• **TO BE DONE**
Substitute "front tire" for "front wheel" throughout the data below, leaving every other part of the lines unchanged.

* * * * *

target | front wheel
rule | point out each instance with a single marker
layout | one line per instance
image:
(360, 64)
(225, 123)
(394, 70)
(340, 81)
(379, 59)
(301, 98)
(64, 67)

* * * * *

• **RESULT**
target | front tire
rule | point out each instance with a single marker
layout | one line per instance
image:
(360, 64)
(225, 123)
(394, 70)
(340, 81)
(379, 59)
(301, 98)
(64, 67)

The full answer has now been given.